#### [TASK GOAL]
Copy the forum text about a child's living arrangements, starting at "She can also" and ending at "Social Care involvement/Court.", with "grandmother" replaced by "aunt" everywhere it appears.

#### [TEXT]

——

She can also claim CB for the child and tax credits. It's unlawful for a person to claim benefits for a child that does not reside with them.
Expect a long, drawn out process and possibly some assessment from Social Services that will contribute to the Court Process.
Many thanks for your reply. I will pass on all your great advice.0 -
Ms_Chocaholic wrote: »Who has made the decision that the child lives with her grandmother?
Was this by mutual agreement with the parent or as a result of Social Care involvement/Court.
I think the mother really since it was an arrangement consisting of the child staying each weekend and then extended weekends into the week and now permanently. The grandmother asked the mother to clarify the situation and the mother said for the child to stay with the grandmother. No remorse (if thats the right word!). The mother does not have any alcohol, drugs or mental health issues - she is simply enjoying life with extra money and no responsibility as far as i see it.

——

#### [EXCERPTED DATA]
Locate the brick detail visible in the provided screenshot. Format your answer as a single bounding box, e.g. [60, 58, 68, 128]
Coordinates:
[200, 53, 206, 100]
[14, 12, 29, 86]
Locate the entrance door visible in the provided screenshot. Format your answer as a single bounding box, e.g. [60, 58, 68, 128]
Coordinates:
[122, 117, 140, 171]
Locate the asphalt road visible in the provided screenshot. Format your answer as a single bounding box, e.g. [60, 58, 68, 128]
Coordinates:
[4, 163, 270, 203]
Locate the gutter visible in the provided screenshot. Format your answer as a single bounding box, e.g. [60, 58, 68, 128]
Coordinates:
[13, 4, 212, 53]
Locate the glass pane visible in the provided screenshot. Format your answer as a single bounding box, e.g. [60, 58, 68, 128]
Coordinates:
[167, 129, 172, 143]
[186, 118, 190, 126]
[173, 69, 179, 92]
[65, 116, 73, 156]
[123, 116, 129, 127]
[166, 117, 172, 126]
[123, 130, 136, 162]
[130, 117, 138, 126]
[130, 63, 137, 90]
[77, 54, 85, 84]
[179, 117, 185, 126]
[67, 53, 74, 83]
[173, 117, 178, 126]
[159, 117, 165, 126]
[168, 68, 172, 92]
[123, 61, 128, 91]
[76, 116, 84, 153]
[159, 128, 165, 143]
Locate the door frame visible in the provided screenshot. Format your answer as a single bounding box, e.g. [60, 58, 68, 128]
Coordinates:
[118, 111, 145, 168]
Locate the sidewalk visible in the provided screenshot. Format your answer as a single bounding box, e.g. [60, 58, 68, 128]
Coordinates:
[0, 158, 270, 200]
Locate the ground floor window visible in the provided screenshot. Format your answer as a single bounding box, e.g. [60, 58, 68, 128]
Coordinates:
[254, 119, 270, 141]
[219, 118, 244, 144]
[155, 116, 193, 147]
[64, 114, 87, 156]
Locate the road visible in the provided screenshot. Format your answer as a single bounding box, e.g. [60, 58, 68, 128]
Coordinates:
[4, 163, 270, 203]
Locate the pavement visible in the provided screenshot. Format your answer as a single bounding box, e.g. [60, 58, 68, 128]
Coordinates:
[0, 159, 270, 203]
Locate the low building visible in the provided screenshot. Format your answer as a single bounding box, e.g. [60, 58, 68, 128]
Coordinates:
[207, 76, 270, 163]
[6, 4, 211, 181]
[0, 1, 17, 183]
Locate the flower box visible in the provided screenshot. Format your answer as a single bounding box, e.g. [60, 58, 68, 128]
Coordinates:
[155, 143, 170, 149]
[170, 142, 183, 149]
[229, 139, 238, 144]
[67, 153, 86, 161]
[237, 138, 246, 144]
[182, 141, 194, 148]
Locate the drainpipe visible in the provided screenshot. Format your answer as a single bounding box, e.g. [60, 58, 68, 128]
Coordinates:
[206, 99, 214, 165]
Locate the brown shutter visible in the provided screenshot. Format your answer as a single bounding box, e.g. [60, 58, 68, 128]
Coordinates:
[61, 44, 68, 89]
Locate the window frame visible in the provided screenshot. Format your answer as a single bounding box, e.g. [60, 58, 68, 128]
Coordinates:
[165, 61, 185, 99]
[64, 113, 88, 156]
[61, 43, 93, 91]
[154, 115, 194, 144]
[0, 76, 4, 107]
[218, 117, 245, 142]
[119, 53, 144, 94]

——

#### [ANSWER TO THIS EXERCISE]
She can also claim CB for the child and tax credits. It's unlawful for a person to claim benefits for a child that does not reside with them.
Expect a long, drawn out process and possibly some assessment from Social Services that will contribute to the Court Process.
Many thanks for your reply. I will pass on all your great advice.0 -
Ms_Chocaholic wrote: »Who has made the decision that the child lives with her aunt?
Was this by mutual agreement with the parent or as a result of Social Care involvement/Court.